Saved data entries:
---------------

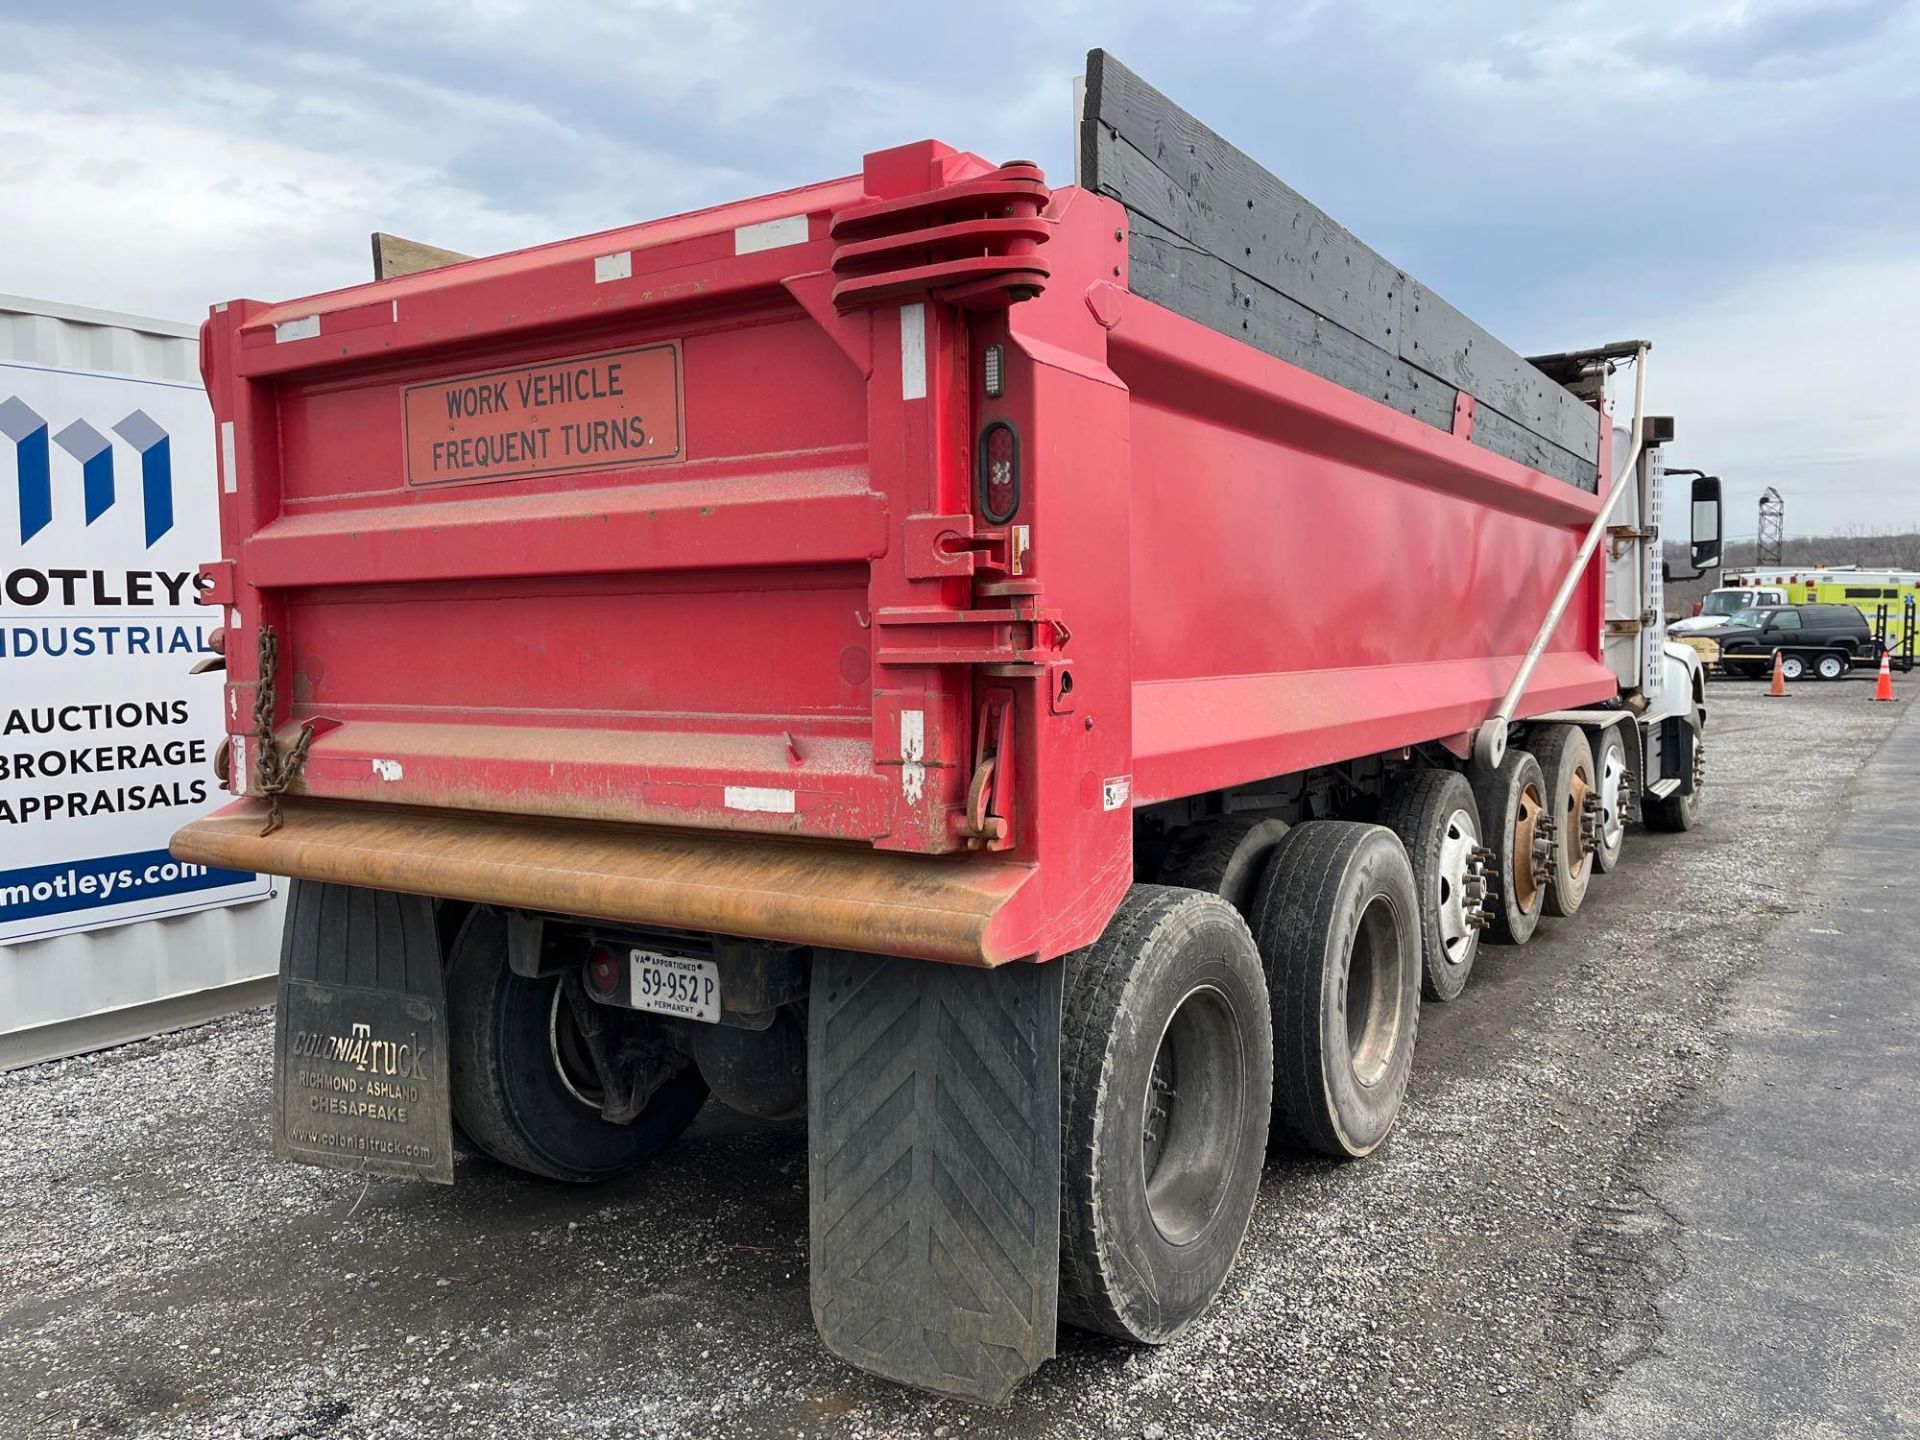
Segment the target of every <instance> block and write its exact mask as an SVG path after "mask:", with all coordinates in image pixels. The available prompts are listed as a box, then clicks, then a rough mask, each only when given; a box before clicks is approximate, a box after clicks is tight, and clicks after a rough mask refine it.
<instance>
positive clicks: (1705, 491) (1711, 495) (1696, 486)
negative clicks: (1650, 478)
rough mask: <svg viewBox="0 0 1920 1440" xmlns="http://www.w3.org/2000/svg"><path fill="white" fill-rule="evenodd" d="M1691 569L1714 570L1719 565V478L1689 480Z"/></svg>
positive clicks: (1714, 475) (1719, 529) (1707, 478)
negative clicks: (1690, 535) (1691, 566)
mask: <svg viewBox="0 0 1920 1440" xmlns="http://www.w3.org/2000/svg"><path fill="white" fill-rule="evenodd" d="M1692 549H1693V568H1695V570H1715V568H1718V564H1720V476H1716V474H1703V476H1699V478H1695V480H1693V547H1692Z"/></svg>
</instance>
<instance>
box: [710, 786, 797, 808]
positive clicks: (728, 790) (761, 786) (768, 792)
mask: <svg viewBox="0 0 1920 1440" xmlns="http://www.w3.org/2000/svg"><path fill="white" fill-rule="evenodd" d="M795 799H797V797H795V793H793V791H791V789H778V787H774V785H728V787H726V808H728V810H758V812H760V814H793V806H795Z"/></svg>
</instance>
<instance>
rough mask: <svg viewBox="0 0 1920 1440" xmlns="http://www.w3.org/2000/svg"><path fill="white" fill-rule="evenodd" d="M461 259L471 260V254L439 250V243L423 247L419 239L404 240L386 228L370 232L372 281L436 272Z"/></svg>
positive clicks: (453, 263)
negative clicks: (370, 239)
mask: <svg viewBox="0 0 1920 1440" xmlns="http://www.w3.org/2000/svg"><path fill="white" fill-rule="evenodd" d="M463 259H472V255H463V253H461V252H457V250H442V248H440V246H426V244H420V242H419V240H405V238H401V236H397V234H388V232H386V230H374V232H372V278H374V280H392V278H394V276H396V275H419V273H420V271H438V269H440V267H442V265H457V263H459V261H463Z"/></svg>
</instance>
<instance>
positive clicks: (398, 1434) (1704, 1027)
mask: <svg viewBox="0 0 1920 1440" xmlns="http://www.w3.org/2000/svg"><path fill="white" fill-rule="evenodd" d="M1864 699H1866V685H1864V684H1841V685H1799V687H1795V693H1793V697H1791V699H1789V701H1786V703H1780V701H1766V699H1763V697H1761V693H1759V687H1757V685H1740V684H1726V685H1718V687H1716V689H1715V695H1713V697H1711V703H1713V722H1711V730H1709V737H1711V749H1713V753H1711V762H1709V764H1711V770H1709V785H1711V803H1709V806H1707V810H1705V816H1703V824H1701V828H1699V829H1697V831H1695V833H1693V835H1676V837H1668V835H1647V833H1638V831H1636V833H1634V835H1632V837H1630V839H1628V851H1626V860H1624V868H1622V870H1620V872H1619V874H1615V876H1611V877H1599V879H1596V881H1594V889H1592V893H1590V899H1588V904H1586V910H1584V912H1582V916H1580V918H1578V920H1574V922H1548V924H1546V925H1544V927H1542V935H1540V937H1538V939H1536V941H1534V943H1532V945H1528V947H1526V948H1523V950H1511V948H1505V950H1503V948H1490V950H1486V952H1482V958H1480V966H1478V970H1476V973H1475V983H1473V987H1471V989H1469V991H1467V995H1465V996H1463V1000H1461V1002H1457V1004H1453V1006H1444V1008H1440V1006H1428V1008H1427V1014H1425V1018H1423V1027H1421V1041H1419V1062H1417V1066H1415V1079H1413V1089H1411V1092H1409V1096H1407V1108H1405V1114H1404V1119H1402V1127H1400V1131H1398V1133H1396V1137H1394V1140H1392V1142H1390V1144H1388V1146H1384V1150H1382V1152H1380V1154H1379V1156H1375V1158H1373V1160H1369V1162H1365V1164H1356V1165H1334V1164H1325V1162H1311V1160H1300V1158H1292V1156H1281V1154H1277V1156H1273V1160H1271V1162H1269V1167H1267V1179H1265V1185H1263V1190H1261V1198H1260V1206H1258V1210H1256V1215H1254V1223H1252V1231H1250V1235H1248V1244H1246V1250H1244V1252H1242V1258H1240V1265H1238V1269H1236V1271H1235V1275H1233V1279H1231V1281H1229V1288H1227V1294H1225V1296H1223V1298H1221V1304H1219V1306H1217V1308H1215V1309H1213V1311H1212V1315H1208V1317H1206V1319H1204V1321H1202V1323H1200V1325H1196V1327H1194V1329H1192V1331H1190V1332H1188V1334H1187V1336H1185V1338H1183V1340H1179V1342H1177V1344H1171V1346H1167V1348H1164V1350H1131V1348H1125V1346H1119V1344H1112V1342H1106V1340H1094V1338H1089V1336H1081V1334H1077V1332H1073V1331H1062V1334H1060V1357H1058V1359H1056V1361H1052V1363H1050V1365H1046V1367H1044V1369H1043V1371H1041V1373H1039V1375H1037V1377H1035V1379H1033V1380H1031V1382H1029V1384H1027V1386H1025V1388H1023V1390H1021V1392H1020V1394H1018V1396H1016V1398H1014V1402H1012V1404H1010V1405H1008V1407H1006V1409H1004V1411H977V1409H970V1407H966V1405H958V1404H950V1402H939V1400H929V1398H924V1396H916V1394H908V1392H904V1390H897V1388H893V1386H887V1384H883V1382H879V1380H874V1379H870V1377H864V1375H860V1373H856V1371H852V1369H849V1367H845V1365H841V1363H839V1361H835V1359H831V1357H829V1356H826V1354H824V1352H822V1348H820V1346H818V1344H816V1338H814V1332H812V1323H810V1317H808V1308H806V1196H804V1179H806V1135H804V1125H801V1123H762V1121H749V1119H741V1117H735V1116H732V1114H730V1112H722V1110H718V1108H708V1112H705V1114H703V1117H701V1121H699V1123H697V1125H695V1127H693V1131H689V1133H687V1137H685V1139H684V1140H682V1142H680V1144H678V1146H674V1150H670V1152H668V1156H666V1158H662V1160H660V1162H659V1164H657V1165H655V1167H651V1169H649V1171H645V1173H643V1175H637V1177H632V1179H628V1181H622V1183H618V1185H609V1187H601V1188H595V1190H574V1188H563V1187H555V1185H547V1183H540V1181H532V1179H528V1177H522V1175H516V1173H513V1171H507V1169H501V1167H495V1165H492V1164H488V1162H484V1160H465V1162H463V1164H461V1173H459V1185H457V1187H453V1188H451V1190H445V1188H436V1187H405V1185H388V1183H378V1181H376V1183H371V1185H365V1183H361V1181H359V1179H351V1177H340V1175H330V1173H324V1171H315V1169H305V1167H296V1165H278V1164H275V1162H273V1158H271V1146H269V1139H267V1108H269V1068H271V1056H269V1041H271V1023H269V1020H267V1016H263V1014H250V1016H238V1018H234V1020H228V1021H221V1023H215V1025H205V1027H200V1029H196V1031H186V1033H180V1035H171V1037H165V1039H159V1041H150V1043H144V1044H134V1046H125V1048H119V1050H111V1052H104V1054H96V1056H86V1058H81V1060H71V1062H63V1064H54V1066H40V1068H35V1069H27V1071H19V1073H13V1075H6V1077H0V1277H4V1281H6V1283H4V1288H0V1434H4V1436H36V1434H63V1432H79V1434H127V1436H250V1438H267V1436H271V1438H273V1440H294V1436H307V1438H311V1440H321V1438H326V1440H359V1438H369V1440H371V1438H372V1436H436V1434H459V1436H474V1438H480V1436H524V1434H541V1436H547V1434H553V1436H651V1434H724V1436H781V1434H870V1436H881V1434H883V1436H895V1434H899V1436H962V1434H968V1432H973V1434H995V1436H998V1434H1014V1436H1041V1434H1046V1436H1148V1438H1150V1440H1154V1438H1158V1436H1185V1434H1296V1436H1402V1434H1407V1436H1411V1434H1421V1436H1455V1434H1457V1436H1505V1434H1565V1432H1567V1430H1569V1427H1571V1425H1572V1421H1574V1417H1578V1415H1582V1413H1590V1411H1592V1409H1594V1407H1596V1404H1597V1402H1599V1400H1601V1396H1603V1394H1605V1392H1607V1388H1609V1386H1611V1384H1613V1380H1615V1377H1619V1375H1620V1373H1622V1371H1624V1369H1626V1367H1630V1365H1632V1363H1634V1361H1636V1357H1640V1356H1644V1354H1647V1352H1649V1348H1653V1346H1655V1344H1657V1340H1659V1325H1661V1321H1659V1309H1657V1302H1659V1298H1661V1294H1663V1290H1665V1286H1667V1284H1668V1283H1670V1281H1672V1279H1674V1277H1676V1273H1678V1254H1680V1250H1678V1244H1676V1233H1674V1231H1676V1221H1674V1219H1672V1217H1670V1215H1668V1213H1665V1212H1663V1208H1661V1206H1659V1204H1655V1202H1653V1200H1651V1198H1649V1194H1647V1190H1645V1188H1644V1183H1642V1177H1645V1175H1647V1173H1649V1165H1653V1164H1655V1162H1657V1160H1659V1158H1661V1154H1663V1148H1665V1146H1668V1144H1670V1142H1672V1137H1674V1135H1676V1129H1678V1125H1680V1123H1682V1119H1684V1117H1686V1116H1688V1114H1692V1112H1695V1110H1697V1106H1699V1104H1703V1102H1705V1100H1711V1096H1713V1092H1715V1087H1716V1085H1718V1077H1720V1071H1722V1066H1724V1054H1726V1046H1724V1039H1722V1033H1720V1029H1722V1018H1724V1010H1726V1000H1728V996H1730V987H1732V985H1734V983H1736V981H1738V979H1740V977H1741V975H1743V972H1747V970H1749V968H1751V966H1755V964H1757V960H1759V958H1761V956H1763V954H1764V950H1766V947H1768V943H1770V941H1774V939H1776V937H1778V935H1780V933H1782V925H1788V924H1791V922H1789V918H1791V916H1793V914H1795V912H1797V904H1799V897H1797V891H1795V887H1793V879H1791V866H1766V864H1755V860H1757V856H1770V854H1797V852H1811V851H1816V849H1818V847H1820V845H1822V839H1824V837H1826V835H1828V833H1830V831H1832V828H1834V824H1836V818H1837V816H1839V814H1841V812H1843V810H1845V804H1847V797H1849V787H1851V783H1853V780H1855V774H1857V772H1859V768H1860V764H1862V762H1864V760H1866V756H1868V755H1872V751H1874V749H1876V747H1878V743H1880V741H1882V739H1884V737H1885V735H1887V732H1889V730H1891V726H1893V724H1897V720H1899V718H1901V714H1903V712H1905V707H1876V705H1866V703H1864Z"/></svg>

---------------

TASK TO COMPLETE:
Write out exactly the lines above, from the very first through the line containing "positive clicks: (453, 263)", both kept, with the pictures removed.

REPLY:
Segment the target of every <instance> block and write its exact mask as an SVG path after "mask:", with all coordinates in image pixels. The available prompts are listed as a box, then clicks, then a rough mask, each only when given; a box before clicks is approximate, a box after clicks is tight, and clicks after a rough mask refine it.
<instance>
positive clicks: (1705, 491) (1711, 495) (1696, 486)
negative clicks: (1650, 478)
rough mask: <svg viewBox="0 0 1920 1440" xmlns="http://www.w3.org/2000/svg"><path fill="white" fill-rule="evenodd" d="M1691 569L1714 570L1719 565V478L1689 480Z"/></svg>
positive clicks: (1714, 475) (1719, 529) (1707, 478)
negative clicks: (1690, 535) (1691, 566)
mask: <svg viewBox="0 0 1920 1440" xmlns="http://www.w3.org/2000/svg"><path fill="white" fill-rule="evenodd" d="M1692 549H1693V568H1695V570H1715V568H1718V564H1720V476H1716V474H1703V476H1699V478H1695V480H1693V547H1692Z"/></svg>
</instance>
<instance>
box: [710, 786, 797, 808]
positive clicks: (728, 790) (761, 786) (768, 792)
mask: <svg viewBox="0 0 1920 1440" xmlns="http://www.w3.org/2000/svg"><path fill="white" fill-rule="evenodd" d="M795 799H797V797H795V793H793V791H791V789H778V787H774V785H728V787H726V808H728V810H758V812H760V814H793V806H795Z"/></svg>
</instance>
<instance>
rough mask: <svg viewBox="0 0 1920 1440" xmlns="http://www.w3.org/2000/svg"><path fill="white" fill-rule="evenodd" d="M461 259L471 260V254L439 250V243L423 247L419 239L404 240L386 228L370 232L372 281L436 272Z"/></svg>
positive clicks: (453, 263)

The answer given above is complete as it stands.